> [Page text]
◇ ◇ ◇

Their 4-nil win over North Companions stamped them the most successful side in Premier League history.
Being his first year of senior football Diebold thought he’d probably be playing in the lower grades.
“I didn’t expect to be playing first grade at the start of the year,” he said.
“I expected to be playing in the local competition and maybe the occasional game.”
But Mushies coach Tim Coates had other ideas and he ended up playing pretty much the whole season in Premier League.
“I enjoyed it, it was fun,” Diebold said.
After starting off in the right midfield outwide, he moved up front for the latter part of the season and was a constant threat on Sunday.
“I was pretty nervous at the start,” Diebold said.
But once he got into the game the nerves dissipated.
“It was good fun to play,” he said.
“It was good to have the players around me.”
He put the polish on the win with a back heel shot from the left post with about five minutes to go.
“It all just happened pretty fast,” Diebold said.
“It was just a natural instinct.”
He had a couple of opportunities to score before that.
With about 30 to go he had a well-struck volley just shade the right post.
Sunday’s win took the Mushies first grade premiership tally to five and saw them for the second time defend their title.
They also went back-to-back in 2008 and 2009.
Skipper Chris Fenton was a part of both of those wins.
He has played in all five premierships, along with Brendan Fergie.
Fenton said they didn’t really do anything differently.
“I think it was the same as we’ve done all year,” he said.

◇ ◇ ◇

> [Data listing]
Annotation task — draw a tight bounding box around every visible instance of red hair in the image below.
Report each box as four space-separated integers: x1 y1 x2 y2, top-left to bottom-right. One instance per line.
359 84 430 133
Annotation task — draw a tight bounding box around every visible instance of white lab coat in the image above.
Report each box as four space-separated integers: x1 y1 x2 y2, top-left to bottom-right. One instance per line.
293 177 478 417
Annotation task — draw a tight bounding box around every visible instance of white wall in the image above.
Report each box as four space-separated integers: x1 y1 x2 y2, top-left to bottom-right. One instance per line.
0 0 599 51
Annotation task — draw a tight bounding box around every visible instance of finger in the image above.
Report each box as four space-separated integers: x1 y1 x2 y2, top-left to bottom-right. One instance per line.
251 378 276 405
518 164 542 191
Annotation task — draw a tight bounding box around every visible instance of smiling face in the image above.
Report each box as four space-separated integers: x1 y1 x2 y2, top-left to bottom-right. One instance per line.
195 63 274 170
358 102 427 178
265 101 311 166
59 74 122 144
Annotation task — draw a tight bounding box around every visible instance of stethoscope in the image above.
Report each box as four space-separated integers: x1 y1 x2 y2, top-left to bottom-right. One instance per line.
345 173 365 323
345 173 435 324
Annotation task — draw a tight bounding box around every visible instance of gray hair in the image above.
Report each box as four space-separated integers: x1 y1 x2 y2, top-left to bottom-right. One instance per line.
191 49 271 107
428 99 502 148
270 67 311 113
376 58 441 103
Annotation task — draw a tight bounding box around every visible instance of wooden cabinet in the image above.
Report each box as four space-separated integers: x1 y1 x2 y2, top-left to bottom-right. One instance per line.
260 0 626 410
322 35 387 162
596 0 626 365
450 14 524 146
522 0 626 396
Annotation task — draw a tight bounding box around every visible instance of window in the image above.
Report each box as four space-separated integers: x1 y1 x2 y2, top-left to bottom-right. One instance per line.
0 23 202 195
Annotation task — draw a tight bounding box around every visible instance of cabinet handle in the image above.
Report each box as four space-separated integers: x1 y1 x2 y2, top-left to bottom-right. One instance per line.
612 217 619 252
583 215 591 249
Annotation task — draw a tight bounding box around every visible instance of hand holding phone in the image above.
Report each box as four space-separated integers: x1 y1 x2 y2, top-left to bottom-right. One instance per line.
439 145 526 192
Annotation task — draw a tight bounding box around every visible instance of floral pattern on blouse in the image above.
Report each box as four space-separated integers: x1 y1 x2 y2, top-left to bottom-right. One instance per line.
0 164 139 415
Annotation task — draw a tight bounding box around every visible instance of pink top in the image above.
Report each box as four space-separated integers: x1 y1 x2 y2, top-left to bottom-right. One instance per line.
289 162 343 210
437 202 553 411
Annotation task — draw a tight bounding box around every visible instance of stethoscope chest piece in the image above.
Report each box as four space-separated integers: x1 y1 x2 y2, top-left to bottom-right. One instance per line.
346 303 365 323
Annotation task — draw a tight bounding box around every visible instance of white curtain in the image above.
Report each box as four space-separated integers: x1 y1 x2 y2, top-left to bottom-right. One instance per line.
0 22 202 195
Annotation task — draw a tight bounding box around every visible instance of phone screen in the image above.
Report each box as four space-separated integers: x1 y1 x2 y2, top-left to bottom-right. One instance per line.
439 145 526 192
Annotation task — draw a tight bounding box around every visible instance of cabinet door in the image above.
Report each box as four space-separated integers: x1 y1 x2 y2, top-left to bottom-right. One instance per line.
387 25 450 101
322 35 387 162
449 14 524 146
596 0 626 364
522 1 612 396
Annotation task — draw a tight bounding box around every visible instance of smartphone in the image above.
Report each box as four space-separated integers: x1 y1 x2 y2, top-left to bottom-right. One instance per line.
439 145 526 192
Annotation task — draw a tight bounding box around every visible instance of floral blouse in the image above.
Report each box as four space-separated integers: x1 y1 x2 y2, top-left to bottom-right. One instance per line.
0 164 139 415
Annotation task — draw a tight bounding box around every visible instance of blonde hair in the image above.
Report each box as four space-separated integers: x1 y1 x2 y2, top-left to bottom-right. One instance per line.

◇ ◇ ◇

> [Written exercise]
Carry on the article about the Mushies' Premier League title win, picking up right after its final sentence.

> [Answer to this task]
“We sit back and see what they’ve got.”
He thought they had the better of Companions all over the park.
“We were first to the ball, won the 50-50 challenges and we finished our chances,” he said.
After looking threatening a few times in the first 20 minutes, Adam Watson eventually broke the Companions resistance.
“If definitely makes it easier. Once you get a goal you can relax into the game a bit more,” Fenton said.
He said the first half was where they won it.
More precisely the last five minutes, with Lachlan Browne scoring twice in injury time to break the game open.
Three-nil up took some of the pressure off in the second half.
Fenton believes one of the secrets to their success is having a consistent core of players.
“We had seven or eight from last year,” Fenton said.
That’s been a common theme.
“That’s what’s got us to all of them having the same group,” he said.
They were chasing the double but couldn’t quite get that with North Armidale too strong for them in the second grade grand final.